• _Items listed in a dataset_
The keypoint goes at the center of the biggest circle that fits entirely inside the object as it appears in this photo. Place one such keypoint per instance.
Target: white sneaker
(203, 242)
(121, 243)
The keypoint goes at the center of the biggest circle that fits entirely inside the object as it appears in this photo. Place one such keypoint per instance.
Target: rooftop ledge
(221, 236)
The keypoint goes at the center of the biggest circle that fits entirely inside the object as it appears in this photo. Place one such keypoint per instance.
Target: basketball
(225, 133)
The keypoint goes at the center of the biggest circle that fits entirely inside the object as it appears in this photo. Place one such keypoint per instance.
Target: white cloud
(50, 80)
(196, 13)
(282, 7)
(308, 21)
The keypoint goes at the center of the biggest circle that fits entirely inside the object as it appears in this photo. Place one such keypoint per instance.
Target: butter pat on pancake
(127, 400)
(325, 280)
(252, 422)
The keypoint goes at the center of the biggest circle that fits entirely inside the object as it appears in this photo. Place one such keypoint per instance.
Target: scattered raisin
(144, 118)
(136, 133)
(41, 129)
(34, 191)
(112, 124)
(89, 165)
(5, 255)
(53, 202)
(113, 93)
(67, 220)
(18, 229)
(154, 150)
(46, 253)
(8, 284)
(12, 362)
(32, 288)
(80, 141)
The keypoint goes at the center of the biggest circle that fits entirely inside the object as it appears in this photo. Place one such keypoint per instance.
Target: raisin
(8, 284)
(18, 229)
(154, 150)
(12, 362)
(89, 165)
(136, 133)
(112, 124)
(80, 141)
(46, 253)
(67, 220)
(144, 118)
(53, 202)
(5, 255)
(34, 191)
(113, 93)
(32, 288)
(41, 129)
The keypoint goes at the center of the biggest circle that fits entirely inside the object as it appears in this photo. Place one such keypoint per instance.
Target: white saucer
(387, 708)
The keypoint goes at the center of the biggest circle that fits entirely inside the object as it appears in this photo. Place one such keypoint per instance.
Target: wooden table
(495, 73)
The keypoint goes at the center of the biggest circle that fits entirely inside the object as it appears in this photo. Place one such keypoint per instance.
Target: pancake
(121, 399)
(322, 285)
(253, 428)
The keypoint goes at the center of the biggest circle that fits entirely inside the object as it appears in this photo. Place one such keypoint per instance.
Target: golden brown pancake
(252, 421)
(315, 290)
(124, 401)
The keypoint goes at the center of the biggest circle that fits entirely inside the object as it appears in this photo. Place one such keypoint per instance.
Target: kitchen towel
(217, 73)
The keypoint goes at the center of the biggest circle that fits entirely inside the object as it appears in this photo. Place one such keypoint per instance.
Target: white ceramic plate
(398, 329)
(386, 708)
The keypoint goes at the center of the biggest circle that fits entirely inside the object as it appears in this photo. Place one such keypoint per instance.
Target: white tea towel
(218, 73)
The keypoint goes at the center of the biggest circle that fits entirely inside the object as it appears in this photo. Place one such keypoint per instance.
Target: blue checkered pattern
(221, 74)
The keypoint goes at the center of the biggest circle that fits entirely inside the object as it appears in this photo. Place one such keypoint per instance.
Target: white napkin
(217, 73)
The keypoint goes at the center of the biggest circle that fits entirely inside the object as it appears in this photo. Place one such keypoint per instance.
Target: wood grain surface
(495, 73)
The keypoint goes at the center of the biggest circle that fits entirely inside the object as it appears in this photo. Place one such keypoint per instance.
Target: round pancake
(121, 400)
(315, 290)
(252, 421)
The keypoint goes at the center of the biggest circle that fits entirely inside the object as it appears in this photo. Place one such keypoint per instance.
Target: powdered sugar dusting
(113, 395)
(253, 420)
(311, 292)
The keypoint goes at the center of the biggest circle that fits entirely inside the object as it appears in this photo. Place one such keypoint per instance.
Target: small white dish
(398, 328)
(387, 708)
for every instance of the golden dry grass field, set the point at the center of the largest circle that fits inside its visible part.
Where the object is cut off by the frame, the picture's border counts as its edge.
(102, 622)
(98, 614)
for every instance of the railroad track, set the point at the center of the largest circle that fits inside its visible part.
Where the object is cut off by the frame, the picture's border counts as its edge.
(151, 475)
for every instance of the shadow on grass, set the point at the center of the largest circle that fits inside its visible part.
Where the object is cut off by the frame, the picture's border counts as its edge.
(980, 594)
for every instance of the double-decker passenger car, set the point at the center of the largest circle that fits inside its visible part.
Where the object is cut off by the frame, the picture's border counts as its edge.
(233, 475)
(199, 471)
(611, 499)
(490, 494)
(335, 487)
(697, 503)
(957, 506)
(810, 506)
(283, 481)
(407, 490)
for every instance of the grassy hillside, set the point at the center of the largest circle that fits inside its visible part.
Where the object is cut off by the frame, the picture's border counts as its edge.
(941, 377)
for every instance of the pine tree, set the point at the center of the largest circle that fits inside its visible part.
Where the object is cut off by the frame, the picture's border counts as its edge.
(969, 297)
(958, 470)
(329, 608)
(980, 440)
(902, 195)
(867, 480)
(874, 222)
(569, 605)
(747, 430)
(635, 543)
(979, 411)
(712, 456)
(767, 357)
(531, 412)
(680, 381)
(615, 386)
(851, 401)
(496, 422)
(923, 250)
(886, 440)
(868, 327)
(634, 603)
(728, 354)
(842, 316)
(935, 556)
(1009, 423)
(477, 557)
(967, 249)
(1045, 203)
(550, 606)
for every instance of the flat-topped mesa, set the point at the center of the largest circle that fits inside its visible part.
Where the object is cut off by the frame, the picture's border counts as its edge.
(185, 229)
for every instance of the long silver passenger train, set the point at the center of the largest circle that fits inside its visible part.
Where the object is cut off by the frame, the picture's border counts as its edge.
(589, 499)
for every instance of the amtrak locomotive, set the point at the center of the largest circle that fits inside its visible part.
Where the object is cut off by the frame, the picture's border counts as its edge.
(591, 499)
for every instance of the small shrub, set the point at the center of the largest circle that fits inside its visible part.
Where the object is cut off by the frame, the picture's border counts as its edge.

• _What is being asked_
Reproduce every line in the records above that contains the word "part".

• _Problem solution_
for every instance of the golden dry grass field, set the point at the center of the largest circle that fits inside its visible part.
for every instance of the railroad track, set the point at the center of the largest circle that fits inside its visible part.
for every instance of the shadow on grass, set the point at the center of the largest circle that fits inside its visible part.
for every instance of the double-decker passenger car, set the point at the center of the largest circle that fits inside its visible part.
for every instance of the grassy hillside, set the point at the center of the largest circle that fits inside its visible part.
for every instance of the pine tree, set the point at the center of the largest circle that fits inside its visible part.
for every instance of the flat-topped mesa, set the point at the center of the largest circle that fits inside its visible part.
for every instance of the long silver passenger train, set the point at the center of the largest circle that fits inside its visible part.
for every instance of the amtrak locomotive, set the point at the center of the largest circle that fits inside its visible part.
for every instance of the small shrub, set the point at the center of the largest circle that fits inside its visible part.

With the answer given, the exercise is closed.